*WORK ORDER*
Transcribe all the entries that follow, leaving nothing out.

Referring expression pointing data

※ ※ ※

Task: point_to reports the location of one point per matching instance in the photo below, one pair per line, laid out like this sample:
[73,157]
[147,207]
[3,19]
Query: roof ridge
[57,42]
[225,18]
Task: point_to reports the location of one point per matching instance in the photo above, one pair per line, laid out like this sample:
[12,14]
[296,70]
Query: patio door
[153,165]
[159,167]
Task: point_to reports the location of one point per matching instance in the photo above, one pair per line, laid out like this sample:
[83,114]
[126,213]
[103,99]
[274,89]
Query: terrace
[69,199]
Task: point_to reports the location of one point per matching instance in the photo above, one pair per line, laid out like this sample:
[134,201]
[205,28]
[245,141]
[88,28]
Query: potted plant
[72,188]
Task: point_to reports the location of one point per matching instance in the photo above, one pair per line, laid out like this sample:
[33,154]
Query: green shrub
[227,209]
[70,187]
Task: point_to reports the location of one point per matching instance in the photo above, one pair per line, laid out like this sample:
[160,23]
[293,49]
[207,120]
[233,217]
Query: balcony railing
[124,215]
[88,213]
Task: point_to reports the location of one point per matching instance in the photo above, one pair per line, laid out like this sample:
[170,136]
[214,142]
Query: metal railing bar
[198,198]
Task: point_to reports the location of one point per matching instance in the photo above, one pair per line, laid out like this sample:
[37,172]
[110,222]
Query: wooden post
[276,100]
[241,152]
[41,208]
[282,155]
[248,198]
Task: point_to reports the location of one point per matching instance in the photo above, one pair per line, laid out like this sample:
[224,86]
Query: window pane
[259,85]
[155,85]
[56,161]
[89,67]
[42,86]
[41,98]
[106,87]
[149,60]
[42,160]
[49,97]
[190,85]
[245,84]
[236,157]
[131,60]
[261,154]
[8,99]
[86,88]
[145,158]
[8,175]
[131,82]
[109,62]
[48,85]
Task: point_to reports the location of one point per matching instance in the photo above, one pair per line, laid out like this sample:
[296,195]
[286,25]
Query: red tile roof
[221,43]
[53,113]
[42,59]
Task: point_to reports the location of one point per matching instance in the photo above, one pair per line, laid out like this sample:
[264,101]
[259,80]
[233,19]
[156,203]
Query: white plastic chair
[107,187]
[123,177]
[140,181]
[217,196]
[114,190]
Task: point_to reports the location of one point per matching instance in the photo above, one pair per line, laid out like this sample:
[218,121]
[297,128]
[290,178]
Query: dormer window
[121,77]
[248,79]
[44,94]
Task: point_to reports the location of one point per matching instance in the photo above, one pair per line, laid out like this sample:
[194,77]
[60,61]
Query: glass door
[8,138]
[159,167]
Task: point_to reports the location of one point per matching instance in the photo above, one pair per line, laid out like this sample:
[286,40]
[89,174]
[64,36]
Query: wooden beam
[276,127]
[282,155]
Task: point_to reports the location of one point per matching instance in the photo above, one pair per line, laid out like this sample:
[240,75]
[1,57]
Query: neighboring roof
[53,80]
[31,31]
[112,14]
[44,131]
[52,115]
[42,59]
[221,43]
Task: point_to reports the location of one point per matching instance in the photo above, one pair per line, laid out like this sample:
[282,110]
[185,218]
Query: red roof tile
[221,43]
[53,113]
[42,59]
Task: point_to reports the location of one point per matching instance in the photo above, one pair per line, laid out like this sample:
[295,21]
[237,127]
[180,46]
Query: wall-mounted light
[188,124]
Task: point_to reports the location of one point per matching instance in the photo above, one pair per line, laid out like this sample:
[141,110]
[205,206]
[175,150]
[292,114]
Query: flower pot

※ ※ ※

*WRITTEN RESPONSE*
Task: point_to reports the location of one point per matching instance in the photo below, one pair per line, laid out like this sample:
[73,157]
[147,207]
[3,19]
Query: roof ridge
[57,42]
[225,18]
Task: point_to reports the location of one point per matching instance in the photo above, one pair per line, laid out like this sample:
[12,14]
[296,70]
Query: patio door
[153,165]
[159,167]
Task: point_to reports the location of one point per matching instance in the photo above, one pair per line, laid out like this sample:
[83,114]
[126,213]
[103,99]
[274,89]
Query: terrace
[69,199]
Task: point_to reports the location of one point per matching instance in the photo above, one pair per line, laid out like this sample:
[134,201]
[205,28]
[245,141]
[88,28]
Query: potted plant
[72,188]
Task: point_to reports the location of one point per matching instance in the photo above, one pair per line, laid out like this sample:
[33,154]
Query: green shrub
[227,209]
[70,187]
Task: point_to reports the location of one point per matching instance in the photo above, one pair per line, laid out like this sample:
[160,23]
[293,49]
[207,120]
[233,217]
Query: balcony railing
[124,215]
[88,213]
Task: point_to reports the location of one point per matching instance in the photo above, one pair per line, laid out like this sample:
[170,136]
[214,142]
Query: metal railing bar
[198,198]
Task: point_to reports the location of one point per matching instance in the photo above, one pair per line, laid out like this sample:
[37,172]
[110,222]
Query: wooden post
[276,100]
[241,152]
[41,208]
[282,155]
[248,198]
Task: point_to reports the location of one point per matching instance in the photo above, one pair per line, laid out like this sample:
[224,86]
Query: window pane
[259,85]
[155,85]
[56,161]
[89,67]
[42,86]
[41,98]
[106,87]
[149,60]
[42,160]
[49,97]
[190,85]
[245,84]
[236,157]
[131,60]
[261,154]
[8,99]
[86,88]
[145,158]
[8,175]
[131,82]
[109,62]
[48,85]
Task: point_to reports the location of one point per matching instance in the photo above, one pair per line, laid out like this sample:
[296,195]
[286,25]
Query: red tile roof
[221,43]
[53,113]
[42,59]
Task: point_to reports the location of one point per matching instance in the photo above, one pair per line, laid out like this sample:
[264,101]
[259,80]
[233,19]
[156,203]
Query: white plastic chair
[107,187]
[123,177]
[140,181]
[217,196]
[114,190]
Task: point_to reports the location of one point per matching instance in the photo above, one pair per line, laid out like this sample:
[218,121]
[297,128]
[290,178]
Query: dormer window
[121,77]
[248,79]
[44,94]
Task: point_to reports the location of one point per matching instance in the photo above, one pair per line, laid out like this sample:
[194,77]
[60,61]
Query: glass door
[8,138]
[159,167]
Task: point_to reports the location of one point per matching instance in the photo above, one pair per line, laid out like this sample:
[286,40]
[89,174]
[64,36]
Query: wooden beam
[276,127]
[282,155]
Task: point_to reports the location of one point per matching instance in the photo above, one pair per line, laid out like this sample:
[240,75]
[1,57]
Query: neighboring roof
[53,80]
[31,31]
[112,14]
[44,131]
[52,115]
[42,59]
[221,43]
Task: point_to reports the location of one point per matching instance in the photo above, one pair per line, laid out like this sample:
[282,110]
[185,218]
Query: red roof tile
[221,43]
[53,113]
[42,59]
Task: point_to reports the location of one point per matching instance in the photo above, one pair per line, laid out like this sample:
[295,21]
[237,127]
[180,46]
Query: wall-mounted light
[188,124]
Task: point_to reports the location of one point per matching instance in the photo above, one pair per line, laid out like this sample:
[141,110]
[205,206]
[175,150]
[292,114]
Query: flower pot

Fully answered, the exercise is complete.